BRANO FORNITO:
16 ottobre
MESSAGGIO DEL
SANTO PADRE FRANCESCO
PER LA GIORNATA MISSIONARIA MONDIALE 2020
«Eccomi, manda
me» (Is 6,8)
Cari fratelli e sorelle,
Desidero esprimere la mia gratitudine a Dio per l’impegno con cui in
tutta la Chiesa è stato vissuto, lo scorso ottobre, il Mese Missionario
Straordinario. Sono convinto che esso ha contribuito a stimolare la conversione
missionaria in tante comunità, sulla via indicata dal tema “Battezzati e
inviati: la Chiesa di Cristo in missione nel mondo”.
In questo anno, segnato dalle sofferenze e dalle sfide procurate dalla
pandemia da covid 19, questo cammino missionario di tutta la Chiesa prosegue
alla luce della parola che troviamo nel racconto della vocazione del profeta
Isaia: «Eccomi, manda me» (Is 6,8). È la risposta
sempre nuova alla domanda del Signore: «Chi manderò?» (ibid.). Questa
chiamata proviene dal cuore di Dio, dalla sua misericordia che interpella sia
la Chiesa sia l’umanità nell’attuale crisi mondiale. «Come i discepoli del
Vangelo siamo stati presi alla sprovvista da una tempesta inaspettata e
furiosa. Ci siamo resi conto di trovarci sulla stessa barca, tutti fragili e
disorientati, ma nello stesso tempo importanti e necessari, tutti chiamati a
remare insieme, tutti bisognosi di confortarci a vicenda. Su questa barca... ci
siamo tutti. Come quei discepoli, che parlano a una sola voce e nell’angoscia
dicono: “Siamo perduti” (v. 38), così anche noi ci siamo accorti che non
possiamo andare avanti ciascuno per conto suo, ma solo insieme» (Meditazione in Piazza San Pietro, 27 marzo
2020). Siamo veramente spaventati, disorientati e impauriti. Il dolore e la
morte ci fanno sperimentare la nostra fragilità umana; ma nello stesso tempo ci
riconosciamo tutti partecipi di un forte desiderio di vita e di liberazione dal
male. In questo contesto, la chiamata alla missione, l’invito ad uscire da sé
stessi per amore di Dio e del prossimo si presenta come opportunità di
condivisione, di servizio, di intercessione. La missione che Dio affida a
ciascuno fa passare dall’io pauroso e chiuso all’io ritrovato e rinnovato dal
dono di sé.

DATI MOSTRATI:
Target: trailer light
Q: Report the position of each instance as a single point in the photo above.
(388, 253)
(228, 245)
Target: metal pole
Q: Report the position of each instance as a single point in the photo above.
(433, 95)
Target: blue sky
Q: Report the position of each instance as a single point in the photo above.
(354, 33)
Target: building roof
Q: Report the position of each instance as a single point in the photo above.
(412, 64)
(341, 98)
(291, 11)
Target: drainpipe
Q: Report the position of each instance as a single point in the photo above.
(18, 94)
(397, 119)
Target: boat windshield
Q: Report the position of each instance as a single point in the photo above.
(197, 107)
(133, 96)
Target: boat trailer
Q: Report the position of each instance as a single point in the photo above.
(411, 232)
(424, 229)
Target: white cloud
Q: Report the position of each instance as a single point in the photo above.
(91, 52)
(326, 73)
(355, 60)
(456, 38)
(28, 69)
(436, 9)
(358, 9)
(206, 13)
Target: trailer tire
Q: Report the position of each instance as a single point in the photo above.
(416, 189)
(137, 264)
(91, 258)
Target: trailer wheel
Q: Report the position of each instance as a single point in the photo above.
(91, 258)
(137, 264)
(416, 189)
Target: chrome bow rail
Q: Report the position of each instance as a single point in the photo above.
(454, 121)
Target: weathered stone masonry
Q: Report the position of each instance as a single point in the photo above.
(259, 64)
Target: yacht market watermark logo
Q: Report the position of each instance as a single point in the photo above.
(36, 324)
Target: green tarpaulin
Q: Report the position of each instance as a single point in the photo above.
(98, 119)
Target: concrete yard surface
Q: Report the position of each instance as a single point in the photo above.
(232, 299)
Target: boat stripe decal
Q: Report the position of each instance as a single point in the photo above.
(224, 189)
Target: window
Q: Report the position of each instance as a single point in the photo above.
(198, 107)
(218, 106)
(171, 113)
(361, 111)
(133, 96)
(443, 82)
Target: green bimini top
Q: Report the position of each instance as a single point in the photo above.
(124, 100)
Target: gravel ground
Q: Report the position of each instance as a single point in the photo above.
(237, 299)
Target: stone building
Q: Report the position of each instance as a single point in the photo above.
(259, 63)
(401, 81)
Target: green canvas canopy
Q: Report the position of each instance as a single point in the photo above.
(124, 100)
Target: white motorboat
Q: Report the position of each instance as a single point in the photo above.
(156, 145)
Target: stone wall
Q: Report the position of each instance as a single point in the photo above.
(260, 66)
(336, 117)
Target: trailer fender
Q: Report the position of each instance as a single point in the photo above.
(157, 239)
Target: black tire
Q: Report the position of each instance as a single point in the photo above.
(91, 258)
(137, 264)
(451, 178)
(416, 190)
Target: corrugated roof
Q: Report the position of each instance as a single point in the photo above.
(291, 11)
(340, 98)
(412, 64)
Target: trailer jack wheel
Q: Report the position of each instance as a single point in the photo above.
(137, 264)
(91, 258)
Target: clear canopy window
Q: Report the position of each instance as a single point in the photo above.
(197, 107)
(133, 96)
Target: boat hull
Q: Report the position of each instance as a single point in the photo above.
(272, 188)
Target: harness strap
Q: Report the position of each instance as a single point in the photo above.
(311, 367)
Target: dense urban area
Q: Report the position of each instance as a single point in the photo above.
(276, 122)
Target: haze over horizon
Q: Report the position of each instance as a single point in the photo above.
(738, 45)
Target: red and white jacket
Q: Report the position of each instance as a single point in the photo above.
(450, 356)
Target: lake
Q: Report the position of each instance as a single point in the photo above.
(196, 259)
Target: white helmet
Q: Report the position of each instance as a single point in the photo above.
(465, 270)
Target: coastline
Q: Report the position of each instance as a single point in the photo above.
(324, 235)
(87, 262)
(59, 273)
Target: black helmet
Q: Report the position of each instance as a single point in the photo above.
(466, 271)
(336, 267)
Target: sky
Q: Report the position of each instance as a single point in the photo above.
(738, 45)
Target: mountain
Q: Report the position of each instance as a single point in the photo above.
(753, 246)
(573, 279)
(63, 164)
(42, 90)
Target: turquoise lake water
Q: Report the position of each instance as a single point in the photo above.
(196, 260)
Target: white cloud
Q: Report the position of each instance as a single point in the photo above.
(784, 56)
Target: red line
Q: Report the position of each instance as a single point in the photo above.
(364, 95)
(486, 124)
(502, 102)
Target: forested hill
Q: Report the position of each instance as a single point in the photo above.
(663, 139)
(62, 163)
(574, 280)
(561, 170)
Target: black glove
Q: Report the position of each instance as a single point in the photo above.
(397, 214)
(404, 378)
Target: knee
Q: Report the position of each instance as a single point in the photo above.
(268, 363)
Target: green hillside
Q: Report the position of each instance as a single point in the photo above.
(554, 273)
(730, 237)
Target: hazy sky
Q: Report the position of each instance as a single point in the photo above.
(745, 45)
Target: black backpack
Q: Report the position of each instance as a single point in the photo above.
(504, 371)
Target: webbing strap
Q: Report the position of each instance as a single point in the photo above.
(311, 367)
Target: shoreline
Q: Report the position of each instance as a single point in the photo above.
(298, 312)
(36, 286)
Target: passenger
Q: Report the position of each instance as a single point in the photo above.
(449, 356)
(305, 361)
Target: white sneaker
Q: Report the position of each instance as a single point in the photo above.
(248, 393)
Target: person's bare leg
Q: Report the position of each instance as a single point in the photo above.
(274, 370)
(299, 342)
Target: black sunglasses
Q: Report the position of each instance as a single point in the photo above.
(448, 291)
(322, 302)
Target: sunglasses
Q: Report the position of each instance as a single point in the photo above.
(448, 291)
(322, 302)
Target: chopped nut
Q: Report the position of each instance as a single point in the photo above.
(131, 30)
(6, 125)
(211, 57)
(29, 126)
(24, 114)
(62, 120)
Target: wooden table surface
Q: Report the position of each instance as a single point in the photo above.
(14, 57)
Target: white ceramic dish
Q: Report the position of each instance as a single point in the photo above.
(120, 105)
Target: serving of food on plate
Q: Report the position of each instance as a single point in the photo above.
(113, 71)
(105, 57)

QUESITO 1:
Nel messaggio per la Giornata missionaria mondiale 2020, la citazione dalla Meditazione in Piazza San Pietro afferma che non possiamo andare avanti ciascuno per conto suo. Spiega, in una o due frasi, da che cosa il messaggio fa derivare questa consapevolezza.
QUESITO 2:
Prosegui il messaggio per la Giornata missionaria mondiale 2020 a partire dalla frase che termina con «dal dono di sé».

RISPOSTA SCRITTA 1:
Deriva dall'esserci resi conto di trovarci tutti sulla stessa barca, colti alla sprovvista da una tempesta inaspettata e furiosa. Siamo tutti fragili e disorientati ma anche importanti e necessari, chiamati a remare insieme e bisognosi di confortarci a vicenda.

RISPOSTA SCRITTA 2:
Nel sacrificio della croce, dove si compie la missione di Gesù
(cfr Gv 19,28-30), Dio rivela che il suo amore è per ognuno e
per tutti (cfr Gv 19,26-27). E ci chiede la nostra personale
disponibilità ad essere inviati, perché Egli è Amore in perenne movimento di
missione, sempre in uscita da sé stesso per dare vita. Per amore degli uomini,
Dio Padre ha inviato il Figlio Gesù (cfr Gv 3,16). Gesù è il
Missionario del Padre: la sua Persona e la sua opera sono interamente obbedienza
alla volontà del Padre (cfr Gv 4,34; 6,38; 8,12-30; Eb 10,5-10).
A sua volta Gesù, crocifisso e risorto per noi, ci attrae nel suo movimento di
amore, con il suo stesso Spirito, il quale anima la Chiesa, fa di noi dei
discepoli di Cristo e ci invia in missione verso il mondo e le genti.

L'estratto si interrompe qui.